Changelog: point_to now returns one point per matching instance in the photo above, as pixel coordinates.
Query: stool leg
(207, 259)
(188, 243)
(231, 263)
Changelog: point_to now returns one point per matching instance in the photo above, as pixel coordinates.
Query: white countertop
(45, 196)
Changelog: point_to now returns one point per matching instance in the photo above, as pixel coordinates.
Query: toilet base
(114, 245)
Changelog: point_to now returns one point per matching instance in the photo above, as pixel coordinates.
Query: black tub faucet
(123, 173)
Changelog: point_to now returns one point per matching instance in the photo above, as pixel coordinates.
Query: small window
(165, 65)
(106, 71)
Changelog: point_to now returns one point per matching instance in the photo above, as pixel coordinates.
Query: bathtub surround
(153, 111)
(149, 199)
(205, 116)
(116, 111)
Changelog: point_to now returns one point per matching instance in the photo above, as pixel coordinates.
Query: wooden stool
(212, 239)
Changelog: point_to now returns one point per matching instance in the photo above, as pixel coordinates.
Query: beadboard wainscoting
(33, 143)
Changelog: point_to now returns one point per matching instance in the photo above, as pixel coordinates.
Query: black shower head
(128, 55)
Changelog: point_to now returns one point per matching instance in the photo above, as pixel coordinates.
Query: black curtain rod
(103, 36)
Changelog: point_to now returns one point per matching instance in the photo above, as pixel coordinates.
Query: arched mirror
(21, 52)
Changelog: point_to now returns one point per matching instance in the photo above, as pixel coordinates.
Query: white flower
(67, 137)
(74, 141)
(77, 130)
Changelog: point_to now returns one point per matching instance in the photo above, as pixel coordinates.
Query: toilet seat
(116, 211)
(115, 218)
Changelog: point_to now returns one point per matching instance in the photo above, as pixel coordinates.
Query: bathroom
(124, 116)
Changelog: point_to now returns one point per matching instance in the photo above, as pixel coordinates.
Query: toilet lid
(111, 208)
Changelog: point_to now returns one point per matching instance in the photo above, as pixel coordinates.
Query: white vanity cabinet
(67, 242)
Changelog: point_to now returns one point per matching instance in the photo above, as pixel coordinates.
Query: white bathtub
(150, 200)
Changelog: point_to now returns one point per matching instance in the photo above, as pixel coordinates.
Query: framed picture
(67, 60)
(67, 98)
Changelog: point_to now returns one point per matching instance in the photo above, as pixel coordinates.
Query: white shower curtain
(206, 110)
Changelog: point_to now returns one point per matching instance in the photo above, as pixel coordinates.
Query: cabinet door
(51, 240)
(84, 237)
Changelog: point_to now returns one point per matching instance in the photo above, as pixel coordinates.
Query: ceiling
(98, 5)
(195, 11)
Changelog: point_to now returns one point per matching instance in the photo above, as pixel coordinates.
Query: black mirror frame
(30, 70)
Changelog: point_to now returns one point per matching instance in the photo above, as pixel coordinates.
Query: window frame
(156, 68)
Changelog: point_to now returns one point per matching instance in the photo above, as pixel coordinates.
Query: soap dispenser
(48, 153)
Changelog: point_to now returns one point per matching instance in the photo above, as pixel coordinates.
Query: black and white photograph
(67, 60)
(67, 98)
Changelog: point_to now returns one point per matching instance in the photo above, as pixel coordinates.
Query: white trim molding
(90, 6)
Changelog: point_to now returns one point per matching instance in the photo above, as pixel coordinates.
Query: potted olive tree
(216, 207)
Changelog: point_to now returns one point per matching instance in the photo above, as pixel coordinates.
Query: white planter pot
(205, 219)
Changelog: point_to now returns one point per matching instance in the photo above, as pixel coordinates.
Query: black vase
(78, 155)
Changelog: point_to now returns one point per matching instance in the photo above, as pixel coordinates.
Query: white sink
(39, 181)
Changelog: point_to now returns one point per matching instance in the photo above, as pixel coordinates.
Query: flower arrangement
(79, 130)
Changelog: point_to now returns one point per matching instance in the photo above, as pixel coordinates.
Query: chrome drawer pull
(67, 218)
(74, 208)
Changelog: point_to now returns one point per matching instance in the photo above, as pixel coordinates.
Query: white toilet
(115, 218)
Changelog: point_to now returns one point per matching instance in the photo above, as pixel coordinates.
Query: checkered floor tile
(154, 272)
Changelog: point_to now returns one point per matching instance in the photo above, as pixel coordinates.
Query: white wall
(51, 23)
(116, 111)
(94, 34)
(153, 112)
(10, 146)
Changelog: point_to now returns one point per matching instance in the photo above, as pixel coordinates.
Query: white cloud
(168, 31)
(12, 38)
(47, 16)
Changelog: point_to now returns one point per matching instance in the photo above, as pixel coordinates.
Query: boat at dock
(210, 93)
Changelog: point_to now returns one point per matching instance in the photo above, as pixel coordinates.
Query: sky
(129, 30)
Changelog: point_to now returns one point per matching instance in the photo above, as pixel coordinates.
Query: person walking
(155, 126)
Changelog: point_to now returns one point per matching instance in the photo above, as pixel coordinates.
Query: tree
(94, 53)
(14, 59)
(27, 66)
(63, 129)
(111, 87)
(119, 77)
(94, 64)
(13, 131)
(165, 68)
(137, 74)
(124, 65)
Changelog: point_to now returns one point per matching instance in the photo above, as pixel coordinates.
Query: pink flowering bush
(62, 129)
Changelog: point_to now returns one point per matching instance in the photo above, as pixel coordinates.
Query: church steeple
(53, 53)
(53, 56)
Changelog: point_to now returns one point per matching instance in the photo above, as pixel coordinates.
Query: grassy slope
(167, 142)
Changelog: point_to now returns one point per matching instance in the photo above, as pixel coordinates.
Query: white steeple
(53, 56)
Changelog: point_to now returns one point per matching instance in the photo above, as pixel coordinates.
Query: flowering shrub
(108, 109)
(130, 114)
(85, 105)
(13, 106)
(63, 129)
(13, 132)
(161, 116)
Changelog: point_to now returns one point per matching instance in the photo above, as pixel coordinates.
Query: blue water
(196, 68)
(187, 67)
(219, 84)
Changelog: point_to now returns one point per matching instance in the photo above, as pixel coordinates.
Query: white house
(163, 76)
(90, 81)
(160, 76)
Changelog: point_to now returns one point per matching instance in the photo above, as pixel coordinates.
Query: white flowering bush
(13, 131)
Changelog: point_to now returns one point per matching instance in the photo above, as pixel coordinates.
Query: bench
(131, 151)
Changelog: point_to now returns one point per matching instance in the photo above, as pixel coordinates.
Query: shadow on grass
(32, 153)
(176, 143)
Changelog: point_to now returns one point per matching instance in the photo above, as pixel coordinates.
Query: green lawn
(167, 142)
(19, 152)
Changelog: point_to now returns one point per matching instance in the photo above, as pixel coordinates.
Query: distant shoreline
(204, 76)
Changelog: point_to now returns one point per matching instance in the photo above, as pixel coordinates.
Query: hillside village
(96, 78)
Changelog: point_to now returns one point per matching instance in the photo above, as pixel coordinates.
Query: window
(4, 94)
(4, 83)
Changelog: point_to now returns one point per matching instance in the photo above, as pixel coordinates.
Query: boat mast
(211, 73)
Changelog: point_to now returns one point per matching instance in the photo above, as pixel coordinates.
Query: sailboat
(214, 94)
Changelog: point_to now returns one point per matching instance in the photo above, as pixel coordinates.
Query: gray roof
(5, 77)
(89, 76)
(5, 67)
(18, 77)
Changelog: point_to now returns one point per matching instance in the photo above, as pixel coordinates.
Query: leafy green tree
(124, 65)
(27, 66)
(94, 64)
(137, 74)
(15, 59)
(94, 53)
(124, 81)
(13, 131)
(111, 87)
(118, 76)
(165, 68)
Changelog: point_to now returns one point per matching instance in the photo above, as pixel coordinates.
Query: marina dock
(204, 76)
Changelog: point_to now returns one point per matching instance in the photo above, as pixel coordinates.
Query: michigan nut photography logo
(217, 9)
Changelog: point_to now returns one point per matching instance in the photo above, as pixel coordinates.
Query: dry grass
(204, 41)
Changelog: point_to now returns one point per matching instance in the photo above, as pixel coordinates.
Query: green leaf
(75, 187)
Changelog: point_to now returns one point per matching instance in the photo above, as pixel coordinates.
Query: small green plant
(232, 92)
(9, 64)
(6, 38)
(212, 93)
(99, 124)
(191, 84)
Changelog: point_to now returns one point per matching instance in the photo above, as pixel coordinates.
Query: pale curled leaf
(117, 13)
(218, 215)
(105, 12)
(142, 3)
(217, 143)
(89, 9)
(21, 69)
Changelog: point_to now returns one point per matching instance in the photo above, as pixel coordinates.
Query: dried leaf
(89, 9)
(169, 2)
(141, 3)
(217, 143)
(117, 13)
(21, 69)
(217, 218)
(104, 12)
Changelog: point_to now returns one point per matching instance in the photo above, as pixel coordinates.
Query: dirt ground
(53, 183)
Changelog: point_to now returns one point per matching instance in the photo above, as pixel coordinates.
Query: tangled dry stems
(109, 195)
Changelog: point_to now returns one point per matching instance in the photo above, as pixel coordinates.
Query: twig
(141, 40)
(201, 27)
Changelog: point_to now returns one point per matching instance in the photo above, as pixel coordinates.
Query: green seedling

● ● ● ● ●

__What needs to be done__
Reply with exactly the lines above from the one that contains "Query: boat mast" through the final line of the material, and with nothing else.

__Expected output__
Query: boat mast
(211, 73)
Changelog: point_to now returns one point per matching instance in the photo above, as pixel coordinates.
Query: sailboat
(214, 94)
Changelog: point_to now returns one point per matching instance in the photo above, as pixel coordinates.
Query: gray roof
(5, 77)
(89, 76)
(5, 67)
(18, 77)
Changelog: point_to now returns one point per matching instance in the photo above, as pixel coordinates.
Query: leafy green tree
(124, 65)
(27, 66)
(94, 64)
(137, 74)
(15, 59)
(94, 53)
(124, 81)
(13, 131)
(111, 87)
(118, 76)
(165, 68)
Changelog: point_to now returns one point per matching instance in the photo above, as pixel coordinates.
Query: marina dock
(204, 76)
Changelog: point_to now returns one point per matching instance in the photo above, as pixel coordinates.
Query: michigan nut photography logo
(217, 9)
Changelog: point_to now returns one point per matching instance in the photo above, as pixel coordinates.
Query: dry grass
(204, 41)
Changelog: point_to now returns one point per matching instance in the photo above, as pixel coordinates.
Query: green leaf
(75, 187)
Changelog: point_to now returns one point per matching instance in the photo above, as pixel coordinates.
Query: small green plant
(232, 92)
(9, 64)
(6, 38)
(212, 93)
(99, 124)
(191, 84)
Changelog: point_to now returns one point per matching instance in the photo above, as pixel coordinates.
Query: pale curled leaf
(117, 13)
(218, 215)
(105, 12)
(142, 3)
(217, 143)
(89, 9)
(21, 69)
Changelog: point_to now returns one point per matching instance in the photo above, as pixel coordinates.
Query: dried leaf
(89, 9)
(169, 2)
(141, 3)
(217, 143)
(117, 13)
(21, 69)
(217, 218)
(104, 12)
Changelog: point_to now returns one point per matching instance in the photo above, as pixel coordinates.
Query: dirt ground
(53, 183)
Changelog: point_to now returns one point per matching instance in the photo above, as pixel coordinates.
Query: tangled dry stems
(109, 195)
Changelog: point_to now returns one point per matching instance in the photo above, as pixel coordinates.
Query: twig
(141, 40)
(201, 27)
Changelog: point_to now returns one point per matching instance in the photo above, as pixel coordinates.
Query: green seedling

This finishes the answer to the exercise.